Task: In the article below about the Trail Blazers' Internet projects, translate this sentence into Spanish: "The Trail Blazers, with a four-person staff dedicated to interactive projects, is the only NBA team to have launched its own Internet site."

Selected excerpt:
The Trail Blazers, in conjunction with Mr. Allen's Starwave Corp., may soon be tapped to create an Internet site for the National Basketball Association to promote all of its teams.
The team is already advising the league on Internet strategies. A formal NBA assignment would cement the Trail Blazers' position as one of the most active developers of new-media applications in pro sports.
That's not too surprising considering the team's billionaire owner co-founded Microsoft Corp. with Bill Gates and remains on the cutting edge of new technologies.
The Trail Blazers, with a four-person staff dedicated to interactive projects, is the only NBA team to have launched its own Internet site.
It has also created a software program to automate electronic entertainment at professional sports venues. And it is developing several kiosk projects, including a network of interactive displays for its new arena, set to open later this year.
But the Trail Blazers' marketing game plan ran afoul of the NBA earlier this year, when the league blocked the team's attempt to develop a full-blown site on the Internet's World Wide Web.
In March, the league forced the team to dismantle its home page because the Web's global reach violated NBA marketing rules. NBA teams are allowed to market themselves locally, but the league is in charge of promotions in all other markets.
"We were just a little ahead of the game," said Larry Hitchcock, VP-marketing and communications for the Trail Blazers.

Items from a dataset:
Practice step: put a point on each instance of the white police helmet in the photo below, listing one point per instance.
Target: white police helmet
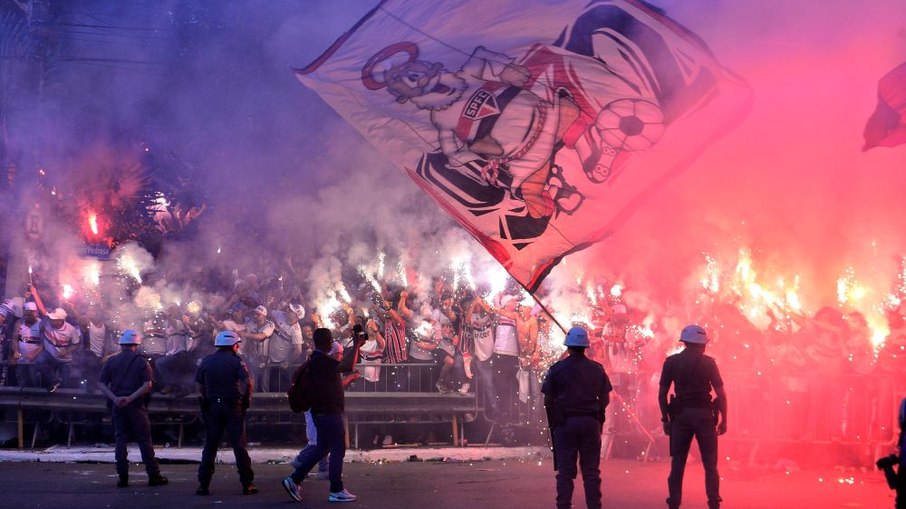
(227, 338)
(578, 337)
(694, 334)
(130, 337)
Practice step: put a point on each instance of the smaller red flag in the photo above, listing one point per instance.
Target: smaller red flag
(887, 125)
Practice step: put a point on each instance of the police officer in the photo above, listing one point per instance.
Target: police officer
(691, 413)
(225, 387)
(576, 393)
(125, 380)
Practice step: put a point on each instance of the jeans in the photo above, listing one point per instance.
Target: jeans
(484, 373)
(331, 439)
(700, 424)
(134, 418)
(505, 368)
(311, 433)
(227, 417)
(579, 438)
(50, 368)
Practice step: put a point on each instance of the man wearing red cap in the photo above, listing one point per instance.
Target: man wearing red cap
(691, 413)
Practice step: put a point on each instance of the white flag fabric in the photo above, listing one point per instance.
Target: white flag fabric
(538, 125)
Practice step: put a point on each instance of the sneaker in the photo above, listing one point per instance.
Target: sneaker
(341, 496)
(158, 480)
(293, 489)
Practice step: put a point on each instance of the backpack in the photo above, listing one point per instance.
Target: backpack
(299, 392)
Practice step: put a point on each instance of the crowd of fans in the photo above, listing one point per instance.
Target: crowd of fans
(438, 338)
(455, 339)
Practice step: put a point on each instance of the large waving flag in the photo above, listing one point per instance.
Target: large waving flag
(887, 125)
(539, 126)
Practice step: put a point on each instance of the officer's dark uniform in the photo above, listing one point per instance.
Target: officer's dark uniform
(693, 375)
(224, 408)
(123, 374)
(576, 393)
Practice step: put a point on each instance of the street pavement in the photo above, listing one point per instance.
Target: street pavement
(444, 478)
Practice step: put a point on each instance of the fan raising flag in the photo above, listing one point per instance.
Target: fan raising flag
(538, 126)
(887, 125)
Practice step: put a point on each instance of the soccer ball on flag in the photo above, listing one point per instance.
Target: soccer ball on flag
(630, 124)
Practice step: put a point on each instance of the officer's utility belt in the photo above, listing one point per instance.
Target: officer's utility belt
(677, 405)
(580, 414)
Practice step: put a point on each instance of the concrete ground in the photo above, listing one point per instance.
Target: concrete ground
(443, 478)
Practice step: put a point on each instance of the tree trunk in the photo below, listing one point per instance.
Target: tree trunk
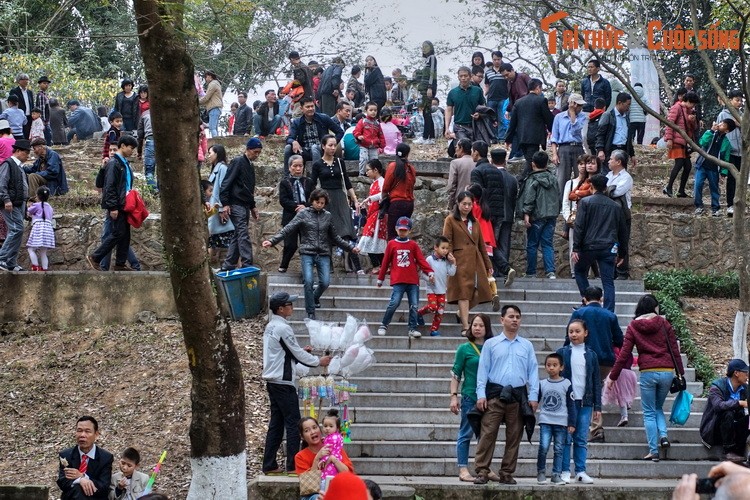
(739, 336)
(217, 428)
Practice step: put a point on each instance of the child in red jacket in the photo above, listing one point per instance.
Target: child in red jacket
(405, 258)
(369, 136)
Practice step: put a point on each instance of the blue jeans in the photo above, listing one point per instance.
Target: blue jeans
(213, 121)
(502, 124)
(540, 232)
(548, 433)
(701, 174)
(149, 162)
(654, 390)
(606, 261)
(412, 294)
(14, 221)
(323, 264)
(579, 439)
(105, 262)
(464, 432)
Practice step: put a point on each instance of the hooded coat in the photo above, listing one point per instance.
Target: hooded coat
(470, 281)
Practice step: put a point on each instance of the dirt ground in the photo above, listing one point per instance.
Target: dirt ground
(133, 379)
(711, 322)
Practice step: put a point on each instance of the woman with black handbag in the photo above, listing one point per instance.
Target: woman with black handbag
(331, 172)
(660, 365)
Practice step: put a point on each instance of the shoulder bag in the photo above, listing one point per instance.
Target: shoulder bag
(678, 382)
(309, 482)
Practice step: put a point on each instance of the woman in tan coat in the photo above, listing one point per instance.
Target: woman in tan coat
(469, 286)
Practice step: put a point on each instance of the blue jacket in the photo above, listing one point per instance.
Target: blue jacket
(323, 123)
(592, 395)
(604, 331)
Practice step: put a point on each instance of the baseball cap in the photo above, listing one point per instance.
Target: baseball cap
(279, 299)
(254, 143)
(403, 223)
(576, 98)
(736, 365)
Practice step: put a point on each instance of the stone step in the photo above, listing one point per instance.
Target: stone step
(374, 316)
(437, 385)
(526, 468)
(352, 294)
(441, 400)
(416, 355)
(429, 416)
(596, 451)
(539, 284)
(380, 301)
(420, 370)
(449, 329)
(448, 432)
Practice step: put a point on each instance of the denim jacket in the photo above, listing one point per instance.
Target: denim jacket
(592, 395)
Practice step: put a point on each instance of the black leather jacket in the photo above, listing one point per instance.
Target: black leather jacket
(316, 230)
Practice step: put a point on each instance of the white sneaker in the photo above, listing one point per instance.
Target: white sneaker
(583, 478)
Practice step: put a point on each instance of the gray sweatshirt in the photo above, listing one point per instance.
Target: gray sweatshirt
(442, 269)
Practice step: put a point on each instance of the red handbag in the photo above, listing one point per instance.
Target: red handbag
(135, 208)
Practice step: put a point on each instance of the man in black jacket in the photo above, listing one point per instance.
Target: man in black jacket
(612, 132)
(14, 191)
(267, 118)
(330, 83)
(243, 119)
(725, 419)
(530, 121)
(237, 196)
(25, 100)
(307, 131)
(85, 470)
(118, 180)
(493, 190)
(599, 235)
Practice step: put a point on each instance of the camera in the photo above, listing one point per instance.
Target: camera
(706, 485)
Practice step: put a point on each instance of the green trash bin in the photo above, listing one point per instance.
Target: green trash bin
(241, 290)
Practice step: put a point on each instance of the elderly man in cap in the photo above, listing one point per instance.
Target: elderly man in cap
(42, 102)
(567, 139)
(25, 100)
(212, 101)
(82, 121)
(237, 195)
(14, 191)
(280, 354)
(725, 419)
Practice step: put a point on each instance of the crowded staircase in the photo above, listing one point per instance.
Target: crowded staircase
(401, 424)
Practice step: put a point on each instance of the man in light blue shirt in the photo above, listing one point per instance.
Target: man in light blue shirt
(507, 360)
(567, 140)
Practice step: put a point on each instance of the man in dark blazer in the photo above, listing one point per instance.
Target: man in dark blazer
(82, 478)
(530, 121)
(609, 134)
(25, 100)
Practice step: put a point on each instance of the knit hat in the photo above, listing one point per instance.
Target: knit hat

Solution below: Los Trail Blazers, con un equipo de cuatro personas dedicado a proyectos interactivos, son el único equipo de la NBA que ha lanzado su propio sitio de Internet.